TASK OBJECTIVE> Copy out the part of the automated quality control text that opens with the words "INCREASINGLY, MEDICAL IMAGING" and closes with "successful diagnostic process.", switching "therapy" for "treatment".

Segment Start: EXCERPT TO READ

Automated Quality Control

INCREASINGLY, MEDICAL IMAGING is being used to quantify the evolution and response to therapy of diseases because good imaging performance indicates that image quality should be sufficient to meet the clinical requirement for the examination to have a successful diagnostic process. 

 This quantification benefits from the use of multimodal images and advanced image processing such as linear and nonlinear registration, image segmentation, and classification methodologies. Example applications include quantification of lesions, and non-lesional pathology in multiple sclerosis (MS) and Alzheimer’s disease. 

Often, post-acquisition image-processing tools have been demonstrated to be robust when used on high quality images from a single scanner. However, the introduction of artifacts associated with patient motion and the increased variability associated with multiple scanners can significantly degrade the accuracy and precision of results obtained. 

The method most often used to avoid the dissemination of error along image analysis pipelines is the use of a visual quality control (QC) verification step. This step is performed manually by experts. The downstream image assessment thus becomes susceptible to intra- and inter-evaluator variability, as well as human error related to the failure to identify deviations from approved sequence parameters. In addition, this approach rarely provides quantitative outputs for tracking or comparative analyses. ¹



The most important parts of an AQC for CT include: 

  • Patient Identity Verification
  • Positioning Verification 
  • CT Parameters Verification ( Slice thickness, CTDI) 
  • CT number Verification
  • SNR Verification
  • Uniformity and plane distance accuracy 
  • Contrast (spatial) resolution Verification 

The most important parts of an AQC for MRI include: 

  • l.Patient Identity Verification
  • MRI Parameters Verification
  • SNR Verification
  • Ghosting (SGR) Verification
  • IV Enhancement Verification 
IQBMI developed dedicated software for checking the quality of fMRI data. This feature is able to evaluate quality of images in terms of SNR, SFNR, SGR, Spike, motions, and other artifacts. Flagging the studies with poor image quality automatically is essential for an accurate diagnosis and IQBMI aim is adding this feature for bringing this advantage to you to ensure minimal errors in reporting procedure.

Segment End: EXCERPT TO READ
Segment Start: PROVIDED INFORMATION

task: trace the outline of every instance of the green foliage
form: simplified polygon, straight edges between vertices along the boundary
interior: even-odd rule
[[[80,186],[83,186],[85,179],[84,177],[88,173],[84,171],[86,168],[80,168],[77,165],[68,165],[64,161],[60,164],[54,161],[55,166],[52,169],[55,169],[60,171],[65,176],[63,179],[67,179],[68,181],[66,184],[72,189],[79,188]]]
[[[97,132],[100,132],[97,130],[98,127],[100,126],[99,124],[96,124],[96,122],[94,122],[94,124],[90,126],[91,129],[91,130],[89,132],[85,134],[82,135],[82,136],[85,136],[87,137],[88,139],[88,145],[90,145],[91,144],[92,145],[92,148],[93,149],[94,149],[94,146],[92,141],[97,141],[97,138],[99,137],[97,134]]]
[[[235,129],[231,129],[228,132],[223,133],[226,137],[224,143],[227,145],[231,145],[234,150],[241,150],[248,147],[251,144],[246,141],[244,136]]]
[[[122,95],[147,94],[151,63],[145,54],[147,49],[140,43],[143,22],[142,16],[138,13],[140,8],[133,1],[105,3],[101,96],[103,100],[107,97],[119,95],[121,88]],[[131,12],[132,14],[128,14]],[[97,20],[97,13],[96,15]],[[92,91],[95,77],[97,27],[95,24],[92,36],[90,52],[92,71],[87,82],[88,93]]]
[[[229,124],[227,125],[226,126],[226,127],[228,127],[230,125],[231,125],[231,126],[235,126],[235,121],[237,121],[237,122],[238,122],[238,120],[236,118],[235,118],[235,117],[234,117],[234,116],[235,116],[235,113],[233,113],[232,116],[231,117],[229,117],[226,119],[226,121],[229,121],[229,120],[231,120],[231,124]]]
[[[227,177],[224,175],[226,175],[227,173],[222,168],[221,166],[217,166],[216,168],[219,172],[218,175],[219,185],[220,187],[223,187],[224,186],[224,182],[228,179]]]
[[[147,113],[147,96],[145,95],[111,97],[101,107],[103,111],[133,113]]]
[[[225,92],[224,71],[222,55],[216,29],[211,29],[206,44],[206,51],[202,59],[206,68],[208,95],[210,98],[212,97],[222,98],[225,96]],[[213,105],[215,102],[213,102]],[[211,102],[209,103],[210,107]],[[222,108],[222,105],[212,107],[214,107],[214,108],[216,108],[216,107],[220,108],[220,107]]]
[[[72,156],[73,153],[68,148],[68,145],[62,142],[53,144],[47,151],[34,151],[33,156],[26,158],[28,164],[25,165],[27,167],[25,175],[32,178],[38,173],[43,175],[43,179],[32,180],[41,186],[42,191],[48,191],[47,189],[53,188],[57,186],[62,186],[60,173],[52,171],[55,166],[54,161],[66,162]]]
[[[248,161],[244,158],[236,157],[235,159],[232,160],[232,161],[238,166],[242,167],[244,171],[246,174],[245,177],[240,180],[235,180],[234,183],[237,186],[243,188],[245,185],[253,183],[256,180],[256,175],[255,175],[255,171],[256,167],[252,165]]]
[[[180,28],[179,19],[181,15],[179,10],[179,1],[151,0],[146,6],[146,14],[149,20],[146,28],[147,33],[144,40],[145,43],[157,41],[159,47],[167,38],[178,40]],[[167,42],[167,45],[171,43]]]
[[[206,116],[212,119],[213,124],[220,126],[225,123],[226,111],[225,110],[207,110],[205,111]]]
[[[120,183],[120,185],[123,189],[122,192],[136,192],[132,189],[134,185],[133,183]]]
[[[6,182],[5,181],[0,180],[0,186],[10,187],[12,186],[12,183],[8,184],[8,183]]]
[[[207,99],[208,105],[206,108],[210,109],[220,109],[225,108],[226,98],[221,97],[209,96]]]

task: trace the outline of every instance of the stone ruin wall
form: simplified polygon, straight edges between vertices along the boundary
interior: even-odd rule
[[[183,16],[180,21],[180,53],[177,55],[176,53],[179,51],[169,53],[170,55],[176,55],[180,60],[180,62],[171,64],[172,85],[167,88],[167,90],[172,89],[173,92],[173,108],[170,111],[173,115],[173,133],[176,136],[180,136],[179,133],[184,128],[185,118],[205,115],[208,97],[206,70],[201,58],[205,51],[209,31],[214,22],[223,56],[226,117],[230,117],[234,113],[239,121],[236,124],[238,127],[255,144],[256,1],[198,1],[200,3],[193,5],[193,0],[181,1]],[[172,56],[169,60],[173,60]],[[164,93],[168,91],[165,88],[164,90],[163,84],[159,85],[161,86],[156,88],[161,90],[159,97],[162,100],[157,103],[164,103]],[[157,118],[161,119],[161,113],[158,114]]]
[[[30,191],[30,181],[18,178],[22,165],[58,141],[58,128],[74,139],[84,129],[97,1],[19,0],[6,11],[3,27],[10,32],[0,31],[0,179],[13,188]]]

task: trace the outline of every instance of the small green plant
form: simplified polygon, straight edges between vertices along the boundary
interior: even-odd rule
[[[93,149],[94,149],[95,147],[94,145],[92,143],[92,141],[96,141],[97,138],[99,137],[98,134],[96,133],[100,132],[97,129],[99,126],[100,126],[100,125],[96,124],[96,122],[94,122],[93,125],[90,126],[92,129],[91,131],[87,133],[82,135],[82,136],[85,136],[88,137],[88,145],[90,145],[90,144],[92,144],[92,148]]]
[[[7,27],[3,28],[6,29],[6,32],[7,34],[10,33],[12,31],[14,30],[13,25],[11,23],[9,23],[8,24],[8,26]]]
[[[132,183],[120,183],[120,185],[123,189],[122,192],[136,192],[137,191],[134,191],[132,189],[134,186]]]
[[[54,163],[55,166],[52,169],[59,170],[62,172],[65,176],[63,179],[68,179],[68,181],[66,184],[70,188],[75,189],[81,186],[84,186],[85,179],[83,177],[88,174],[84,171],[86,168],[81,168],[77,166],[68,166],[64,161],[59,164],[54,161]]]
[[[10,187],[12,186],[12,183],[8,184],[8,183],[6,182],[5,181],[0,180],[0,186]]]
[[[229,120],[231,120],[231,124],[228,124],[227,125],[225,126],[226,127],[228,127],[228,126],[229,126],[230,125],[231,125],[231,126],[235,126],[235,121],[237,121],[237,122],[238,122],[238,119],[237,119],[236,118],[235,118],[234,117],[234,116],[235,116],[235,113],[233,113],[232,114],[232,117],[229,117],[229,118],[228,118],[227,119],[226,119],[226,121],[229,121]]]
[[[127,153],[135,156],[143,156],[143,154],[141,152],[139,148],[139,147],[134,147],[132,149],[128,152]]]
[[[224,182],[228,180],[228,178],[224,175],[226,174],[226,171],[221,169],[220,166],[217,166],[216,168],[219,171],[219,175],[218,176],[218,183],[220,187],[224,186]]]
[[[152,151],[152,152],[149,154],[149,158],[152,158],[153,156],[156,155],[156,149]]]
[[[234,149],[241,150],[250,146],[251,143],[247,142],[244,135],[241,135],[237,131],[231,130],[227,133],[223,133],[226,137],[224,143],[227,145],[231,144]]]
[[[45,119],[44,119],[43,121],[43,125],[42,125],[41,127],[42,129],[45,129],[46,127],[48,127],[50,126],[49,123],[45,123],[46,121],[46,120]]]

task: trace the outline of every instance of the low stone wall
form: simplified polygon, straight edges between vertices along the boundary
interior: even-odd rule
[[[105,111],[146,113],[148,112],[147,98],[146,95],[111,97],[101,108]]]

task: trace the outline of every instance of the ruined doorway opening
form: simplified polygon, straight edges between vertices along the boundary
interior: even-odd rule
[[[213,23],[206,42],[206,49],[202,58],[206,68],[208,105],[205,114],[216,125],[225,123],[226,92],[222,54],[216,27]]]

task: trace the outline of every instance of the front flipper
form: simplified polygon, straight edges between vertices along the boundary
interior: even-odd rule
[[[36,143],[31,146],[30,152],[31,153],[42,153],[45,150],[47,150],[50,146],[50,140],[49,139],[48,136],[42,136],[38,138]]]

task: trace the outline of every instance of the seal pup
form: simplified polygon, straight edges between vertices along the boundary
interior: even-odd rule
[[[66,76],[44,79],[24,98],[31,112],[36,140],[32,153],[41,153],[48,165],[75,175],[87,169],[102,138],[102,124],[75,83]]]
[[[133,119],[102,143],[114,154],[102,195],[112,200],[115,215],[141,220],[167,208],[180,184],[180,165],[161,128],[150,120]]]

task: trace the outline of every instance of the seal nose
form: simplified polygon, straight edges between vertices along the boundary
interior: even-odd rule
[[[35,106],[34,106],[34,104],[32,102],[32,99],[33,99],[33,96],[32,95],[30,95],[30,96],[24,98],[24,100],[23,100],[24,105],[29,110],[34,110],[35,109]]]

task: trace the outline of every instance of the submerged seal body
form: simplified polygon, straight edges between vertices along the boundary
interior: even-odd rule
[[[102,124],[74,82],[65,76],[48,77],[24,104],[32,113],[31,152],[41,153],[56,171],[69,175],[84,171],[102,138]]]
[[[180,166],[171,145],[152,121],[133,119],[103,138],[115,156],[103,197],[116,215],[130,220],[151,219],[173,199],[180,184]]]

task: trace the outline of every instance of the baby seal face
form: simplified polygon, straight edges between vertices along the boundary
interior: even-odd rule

Segment End: PROVIDED INFORMATION

OUTPUT FOR THIS TASK>
INCREASINGLY, MEDICAL IMAGING is being used to quantify the evolution and response to treatment of diseases because good imaging performance indicates that image quality should be sufficient to meet the clinical requirement for the examination to have a successful diagnostic process.